Lo personal no es político; por el contrario, es su negación. La transformación que provocó el movimiento #MeToo se debió a su capacidad para evidenciar el acoso sexual que, hasta entonces, muchas mujeres padecían en silencio. Fue el hecho de poner en común lo privado -politizar lo personal- lo que situó estas agresiones en la agenda pública. Pero, además, lo peor del eslogan “lo personal es político” no es que sea erróneo, sino que, por su semántica privatizadora, promueve, involuntariamente, un peligroso activismo individualista.
Es un lugar común, pero no por ello es menos cierto, señalar que el colapso de la Unión Soviética no sólo supuso la descomposición de un país, sino también un cambio de época que llevaba décadas gestándose. Tras la Segunda Guerra Mundial, Occidente vivió un periodo de expansión económica sin precedentes, en el que en sólo veinte o treinta años nuestras sociedades progresaron más que en varios de los siglos anteriores juntos. De este modo, una nueva clase media en ciernes y con formación universitaria pudo superar las antiguas preocupaciones materiales, enfocándose en las cuestiones de la representación. Surgieron así -usando la terminología de Nancy Fraser– las injusticias culturales frente a las socioeconómicas. Desde entonces, y afortunadamente, solo un puñado de nostálgicos con nula influencia política puede hoy considerar que la contradicción capital-trabajo es la única existente.
Aunque a veces se ha exagerado la desatención que el comunismo prestó a las injusticias culturales -cabe recordar que muchas de las teóricas y activistas feministas y anticoloniales fueron marxistas o anarquistas-[1] sería miope no reconocer que, desde Proudhon a Malthus, pasando por Fidel Castro y el imperialismo eslavo-soviético, la izquierda cometió grandes infamias en clave de género, diversidad sexual y autodeterminación nacional. Fueron la presión neoliberal y los errores de la política de clases los que llevaron a la derrota de los movimientos de los trabajadores, y no las políticas de identidad que se tornaron hegemónicas desde 1991.
La diferencia como late motiv de la izquierda posmoderna
No obstante, las virtudes de esta nueva época, que comúnmente llamamos posmodernidad, pueden transformarse rápidamente en defectos si las exageramos. La reacción a los errores del pasado no puede traducirse en la negación de la clase, su marginación y el menosprecio a los movimientos de trabajadores. O peor aún: el reconocimiento de la particularidad no puede desatender la necesaria búsqueda de un universal que nos permita encontrarnos en la lucha. La filósofa Celia Amorós lo expresa con mayor claridad: “la posmodernidad no dice reclamar su turno o su parte en lo universal (…) sino que quiere deconstruir lo universal para que emerja el reino de las diferencias”. Extendiéndose con todavía más precisión se expresan Jorge Luis Acanda y Meysis Carmenati:
El sujeto se disgrega para desaparecer; se desintegra en un sinnúmero de rasgos, fuerzas y grupos; se diluye en la incapacidad organizativa de lo común, en la reducción de lo diverso a lo múltiple. Lo inadmisible de esta postura es la aparente imposibilidad de un mundo donde todo parece conectado menos la posibilidad de liberarnos todos. La proliferación de la subjetividad en múltiples formas (movimientos feministas, pueblos y nacionalidades, organizaciones de ecologistas, etcétera) termina por convencer a todos de la inutilidad de la lucha en común. (…) La necesidad de repensar las identidades en conflicto y los escaños efectivos para el reconocimiento era urgente: ‘Ya que no somos lo mismo, debemos luchar por cosas diferentes’.[2]
Esta atomización, de la que debemos prevenirnos, a veces provoca en los movimientos sociales de vanguardia una extraña competición por desentrañar qué minoría se encuentra más oprimida y menos representada. En este sentido, la miniserie When we rise narra magistralmente, entre otros asuntos, las disputas entre feministas cisheteros, gays y lesbianas, y sus acusaciones cruzadas por definir quién ostentaba mayores privilegios.

------------------------------------------------

TAREA REQUERIDA A:
Responde a partir del texto sobre la izquierda posmoderna:
(i) ¿A qué se debió la transformación que provocó el movimiento #MeToo?
(ii) Según la terminología de Nancy Fraser, ¿qué injusticias surgieron frente a las socioeconómicas?
(iii) ¿Qué miniserie se menciona como narradora de disputas entre feministas cisheteros, gays y lesbianas?
El texto sobre la izquierda posmoderna no guarda relación alguna con las filas.

------------------------------------------------

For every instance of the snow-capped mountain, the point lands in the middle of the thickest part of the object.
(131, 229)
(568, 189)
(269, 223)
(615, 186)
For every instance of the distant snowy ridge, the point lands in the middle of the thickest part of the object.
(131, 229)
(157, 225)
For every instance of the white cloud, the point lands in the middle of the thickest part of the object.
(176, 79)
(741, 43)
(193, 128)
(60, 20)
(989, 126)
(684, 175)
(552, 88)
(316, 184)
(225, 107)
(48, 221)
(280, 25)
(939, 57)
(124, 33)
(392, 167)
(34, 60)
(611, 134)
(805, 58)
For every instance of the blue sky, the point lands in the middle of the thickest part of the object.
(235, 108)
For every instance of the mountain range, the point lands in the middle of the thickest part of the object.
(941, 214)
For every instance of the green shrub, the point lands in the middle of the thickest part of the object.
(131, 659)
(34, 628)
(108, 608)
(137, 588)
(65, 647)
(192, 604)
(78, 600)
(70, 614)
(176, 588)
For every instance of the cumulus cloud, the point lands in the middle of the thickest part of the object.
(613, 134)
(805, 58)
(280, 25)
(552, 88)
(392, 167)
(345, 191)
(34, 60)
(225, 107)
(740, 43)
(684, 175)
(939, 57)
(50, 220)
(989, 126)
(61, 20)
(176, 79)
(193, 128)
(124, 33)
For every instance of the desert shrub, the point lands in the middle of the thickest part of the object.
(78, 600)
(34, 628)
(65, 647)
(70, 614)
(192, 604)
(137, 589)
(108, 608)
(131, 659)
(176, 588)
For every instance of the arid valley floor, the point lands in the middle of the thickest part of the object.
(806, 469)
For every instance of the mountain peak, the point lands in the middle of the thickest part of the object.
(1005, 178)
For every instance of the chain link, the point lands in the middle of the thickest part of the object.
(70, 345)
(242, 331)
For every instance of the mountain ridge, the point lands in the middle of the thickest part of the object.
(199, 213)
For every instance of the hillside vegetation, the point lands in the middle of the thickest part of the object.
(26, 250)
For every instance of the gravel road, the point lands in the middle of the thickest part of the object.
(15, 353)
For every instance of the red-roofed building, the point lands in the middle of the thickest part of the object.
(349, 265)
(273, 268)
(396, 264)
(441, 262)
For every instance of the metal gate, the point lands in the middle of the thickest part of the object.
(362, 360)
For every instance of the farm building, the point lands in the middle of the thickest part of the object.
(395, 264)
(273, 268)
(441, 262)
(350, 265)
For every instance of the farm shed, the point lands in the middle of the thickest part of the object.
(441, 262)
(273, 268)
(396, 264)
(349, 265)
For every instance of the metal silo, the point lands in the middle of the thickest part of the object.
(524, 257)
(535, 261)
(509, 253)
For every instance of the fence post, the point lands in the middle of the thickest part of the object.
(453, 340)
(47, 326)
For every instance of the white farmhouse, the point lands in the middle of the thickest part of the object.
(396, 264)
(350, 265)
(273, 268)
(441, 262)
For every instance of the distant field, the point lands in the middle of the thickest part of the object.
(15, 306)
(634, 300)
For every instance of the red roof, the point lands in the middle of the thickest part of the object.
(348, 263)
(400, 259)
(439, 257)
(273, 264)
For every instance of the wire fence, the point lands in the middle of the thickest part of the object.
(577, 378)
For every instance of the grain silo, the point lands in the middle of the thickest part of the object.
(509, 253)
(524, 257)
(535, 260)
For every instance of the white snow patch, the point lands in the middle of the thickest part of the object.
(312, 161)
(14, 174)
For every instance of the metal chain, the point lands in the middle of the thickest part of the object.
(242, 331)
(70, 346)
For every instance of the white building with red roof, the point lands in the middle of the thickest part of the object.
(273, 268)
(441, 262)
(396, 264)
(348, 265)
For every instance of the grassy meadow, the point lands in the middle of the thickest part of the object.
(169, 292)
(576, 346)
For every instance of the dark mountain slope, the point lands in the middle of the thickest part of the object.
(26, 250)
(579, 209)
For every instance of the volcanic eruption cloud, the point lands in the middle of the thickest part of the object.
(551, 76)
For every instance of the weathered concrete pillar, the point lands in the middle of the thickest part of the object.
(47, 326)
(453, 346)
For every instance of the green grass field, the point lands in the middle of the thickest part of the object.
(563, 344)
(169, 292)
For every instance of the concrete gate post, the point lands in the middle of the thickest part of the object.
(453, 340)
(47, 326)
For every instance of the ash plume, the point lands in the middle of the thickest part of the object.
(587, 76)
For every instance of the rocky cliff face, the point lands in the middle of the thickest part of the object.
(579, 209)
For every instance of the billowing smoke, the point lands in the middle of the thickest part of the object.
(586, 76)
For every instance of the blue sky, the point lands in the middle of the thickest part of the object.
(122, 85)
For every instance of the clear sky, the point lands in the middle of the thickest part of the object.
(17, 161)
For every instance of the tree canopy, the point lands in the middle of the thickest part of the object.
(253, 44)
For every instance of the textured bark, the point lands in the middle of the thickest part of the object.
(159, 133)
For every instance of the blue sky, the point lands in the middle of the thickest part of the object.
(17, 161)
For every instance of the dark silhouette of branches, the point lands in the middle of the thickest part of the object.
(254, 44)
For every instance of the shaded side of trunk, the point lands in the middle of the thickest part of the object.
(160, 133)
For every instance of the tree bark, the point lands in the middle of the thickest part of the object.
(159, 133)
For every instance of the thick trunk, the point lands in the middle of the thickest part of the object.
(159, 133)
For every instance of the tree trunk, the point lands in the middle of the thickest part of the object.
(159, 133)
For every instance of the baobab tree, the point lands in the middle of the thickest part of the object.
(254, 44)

------------------------------------------------

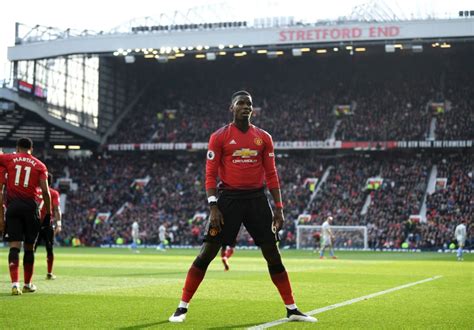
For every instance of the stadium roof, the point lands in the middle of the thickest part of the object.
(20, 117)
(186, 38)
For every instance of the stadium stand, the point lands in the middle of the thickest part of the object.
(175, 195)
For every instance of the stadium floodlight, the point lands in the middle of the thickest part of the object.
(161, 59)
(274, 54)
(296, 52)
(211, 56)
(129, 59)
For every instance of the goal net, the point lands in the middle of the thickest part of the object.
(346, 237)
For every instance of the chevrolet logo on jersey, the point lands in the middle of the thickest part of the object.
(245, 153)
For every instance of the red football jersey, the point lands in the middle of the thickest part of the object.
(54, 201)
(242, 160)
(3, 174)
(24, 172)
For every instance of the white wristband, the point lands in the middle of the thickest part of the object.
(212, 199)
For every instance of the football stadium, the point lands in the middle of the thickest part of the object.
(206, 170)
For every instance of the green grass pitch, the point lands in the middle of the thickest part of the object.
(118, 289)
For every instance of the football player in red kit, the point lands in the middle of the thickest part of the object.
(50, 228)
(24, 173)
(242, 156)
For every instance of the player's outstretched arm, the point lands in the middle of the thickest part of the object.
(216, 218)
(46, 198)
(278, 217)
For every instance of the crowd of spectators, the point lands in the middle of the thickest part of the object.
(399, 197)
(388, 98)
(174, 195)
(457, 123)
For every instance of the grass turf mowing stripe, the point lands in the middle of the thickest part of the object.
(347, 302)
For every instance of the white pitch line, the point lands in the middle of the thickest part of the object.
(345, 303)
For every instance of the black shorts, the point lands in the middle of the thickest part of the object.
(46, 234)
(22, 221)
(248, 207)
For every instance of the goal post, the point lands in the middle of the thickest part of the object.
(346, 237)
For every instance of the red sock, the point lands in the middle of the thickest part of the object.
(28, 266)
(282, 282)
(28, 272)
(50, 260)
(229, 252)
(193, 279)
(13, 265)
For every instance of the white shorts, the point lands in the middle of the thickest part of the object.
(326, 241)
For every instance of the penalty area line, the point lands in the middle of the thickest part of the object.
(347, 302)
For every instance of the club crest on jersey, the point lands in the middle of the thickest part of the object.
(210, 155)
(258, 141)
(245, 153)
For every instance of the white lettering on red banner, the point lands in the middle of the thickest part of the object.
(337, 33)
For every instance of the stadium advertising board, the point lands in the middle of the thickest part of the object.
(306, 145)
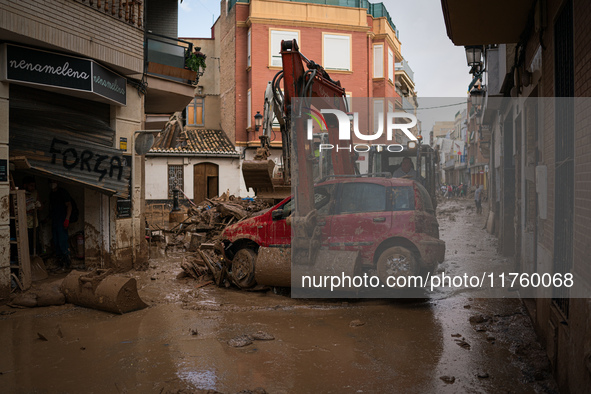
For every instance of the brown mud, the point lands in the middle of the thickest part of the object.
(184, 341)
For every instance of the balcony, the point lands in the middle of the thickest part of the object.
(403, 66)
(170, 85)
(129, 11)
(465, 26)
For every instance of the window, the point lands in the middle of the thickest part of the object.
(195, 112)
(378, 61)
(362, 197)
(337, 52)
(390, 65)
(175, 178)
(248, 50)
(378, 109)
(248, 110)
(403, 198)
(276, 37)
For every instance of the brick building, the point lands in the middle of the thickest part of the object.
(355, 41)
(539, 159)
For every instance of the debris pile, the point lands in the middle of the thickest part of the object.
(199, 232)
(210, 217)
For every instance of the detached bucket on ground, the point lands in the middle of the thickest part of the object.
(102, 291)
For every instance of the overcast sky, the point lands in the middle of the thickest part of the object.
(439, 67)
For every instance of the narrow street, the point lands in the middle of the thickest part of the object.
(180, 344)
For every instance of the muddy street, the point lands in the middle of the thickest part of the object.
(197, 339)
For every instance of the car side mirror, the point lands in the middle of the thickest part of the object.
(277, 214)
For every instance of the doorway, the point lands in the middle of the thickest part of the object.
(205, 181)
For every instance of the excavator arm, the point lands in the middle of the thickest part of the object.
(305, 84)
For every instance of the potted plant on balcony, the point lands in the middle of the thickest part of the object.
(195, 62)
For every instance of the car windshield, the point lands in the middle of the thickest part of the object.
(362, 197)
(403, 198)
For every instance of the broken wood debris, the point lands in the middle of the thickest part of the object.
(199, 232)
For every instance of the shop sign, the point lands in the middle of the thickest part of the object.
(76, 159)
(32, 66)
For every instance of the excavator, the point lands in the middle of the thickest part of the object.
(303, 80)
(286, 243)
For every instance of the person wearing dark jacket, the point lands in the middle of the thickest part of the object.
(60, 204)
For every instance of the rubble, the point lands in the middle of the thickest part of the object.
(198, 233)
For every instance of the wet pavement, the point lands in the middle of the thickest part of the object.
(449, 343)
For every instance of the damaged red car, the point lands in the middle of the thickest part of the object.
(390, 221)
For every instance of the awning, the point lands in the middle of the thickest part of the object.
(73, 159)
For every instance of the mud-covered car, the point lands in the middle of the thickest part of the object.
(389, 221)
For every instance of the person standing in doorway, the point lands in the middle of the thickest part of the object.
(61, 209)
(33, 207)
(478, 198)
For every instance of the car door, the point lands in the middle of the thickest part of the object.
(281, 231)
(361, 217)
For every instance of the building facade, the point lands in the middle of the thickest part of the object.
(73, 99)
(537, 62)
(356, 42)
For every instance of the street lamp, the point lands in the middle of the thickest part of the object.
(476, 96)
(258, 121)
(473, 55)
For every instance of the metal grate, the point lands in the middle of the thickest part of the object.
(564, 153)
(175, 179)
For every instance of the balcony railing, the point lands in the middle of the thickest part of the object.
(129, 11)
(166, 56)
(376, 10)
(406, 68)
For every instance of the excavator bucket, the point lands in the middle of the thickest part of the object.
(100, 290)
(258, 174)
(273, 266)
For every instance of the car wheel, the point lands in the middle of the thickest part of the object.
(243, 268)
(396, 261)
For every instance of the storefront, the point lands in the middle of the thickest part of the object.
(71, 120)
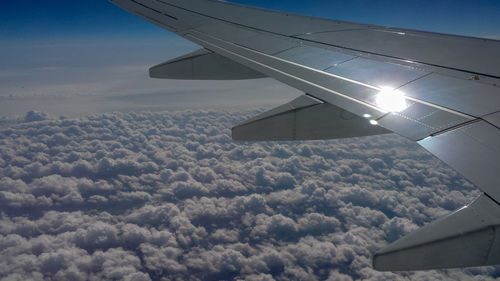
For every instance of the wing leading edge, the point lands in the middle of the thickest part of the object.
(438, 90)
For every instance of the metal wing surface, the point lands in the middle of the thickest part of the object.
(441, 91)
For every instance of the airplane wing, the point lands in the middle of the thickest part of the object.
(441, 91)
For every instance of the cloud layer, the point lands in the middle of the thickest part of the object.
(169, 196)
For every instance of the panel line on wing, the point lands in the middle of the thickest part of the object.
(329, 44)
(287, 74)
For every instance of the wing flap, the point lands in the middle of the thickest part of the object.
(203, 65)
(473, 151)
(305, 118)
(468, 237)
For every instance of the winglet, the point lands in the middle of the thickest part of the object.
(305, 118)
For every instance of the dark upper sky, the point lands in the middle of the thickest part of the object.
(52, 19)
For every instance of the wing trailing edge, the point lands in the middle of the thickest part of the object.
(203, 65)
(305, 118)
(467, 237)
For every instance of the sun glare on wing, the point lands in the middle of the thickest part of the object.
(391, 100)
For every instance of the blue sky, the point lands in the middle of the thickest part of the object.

------------------------------------------------

TAREA REQUERIDA B: Identifica y copia cada línea de las filas que contenga la palabra "cloud".

SALIDA COMPLETA A:
(i) A su capacidad para evidenciar el acoso sexual que, hasta entonces, muchas mujeres padecían en silencio.
(ii) Las injusticias culturales.
(iii) When we rise.

SALIDA COMPLETA B:
For every instance of the white cloud, the point lands in the middle of the thickest part of the object.
For every instance of the cumulus cloud, the point lands in the middle of the thickest part of the object.
For every instance of the volcanic eruption cloud, the point lands in the middle of the thickest part of the object.
For every instance of the cloud layer, the point lands in the middle of the thickest part of the object.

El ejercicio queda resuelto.